Last year was my first full year raising monarch butterflies. Since the 1970s the monarch butterfly population has been declining. As the only butterfly to make a 2 way migration, the monarch butterfly can live long and go through quite a lot. Or it can have a very short uneventful life. It all depends what time during the year they come about.
Let's start with the sad facts. A monarch butterfly egg only has about a 10% chance of becoming a butterfly when left in the wild. However if those eggs are brought into a controlled environment, hatched and the caterpillars raised to a chrysalis, that changes to a 90% chance that each egg will make it to a butterfly.
That's an insane difference, isn't it?
If you guessed that is why I raise monarch butterflies, you're correct! There are lots of disease and predatory insects that affect the monarch caterpillar. Last year I lost less than 10% of my monarchs, almost all of them in the caterpillar stage. I released almost 40 healthy butterflies!
One of the other problems monarchs face is that the caterpillars only eat milkweed. It grows wild pretty much everywhere but is often perceived as a weed and most people don't want weeds growing in their yards.
Milkweed grows wild on the side of the roads which would be a good thing but many states have a mowing program and will mow it right down with no concern for the monarch caterpillars that are living on it!

▶ _What you will do_
Transcribe the section of the passage on raising monarch butterflies that begins with the words "Let's start with" and ends with "difference, isn't it?".

▶ _Dataset excerpt_
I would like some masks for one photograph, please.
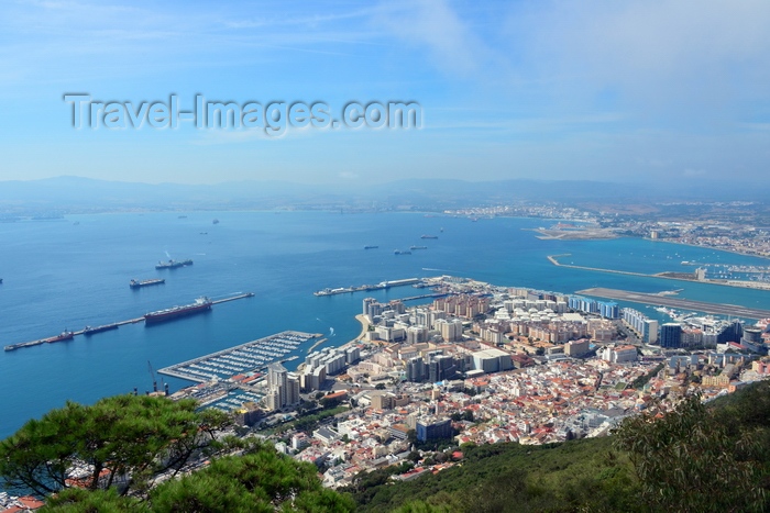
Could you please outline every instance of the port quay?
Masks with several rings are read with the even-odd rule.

▶ _Answer for the task_
Let's start with the sad facts. A monarch butterfly egg only has about a 10% chance of becoming a butterfly when left in the wild. However if those eggs are brought into a controlled environment, hatched and the caterpillars raised to a chrysalis, that changes to a 90% chance that each egg will make it to a butterfly.
That's an insane difference, isn't it?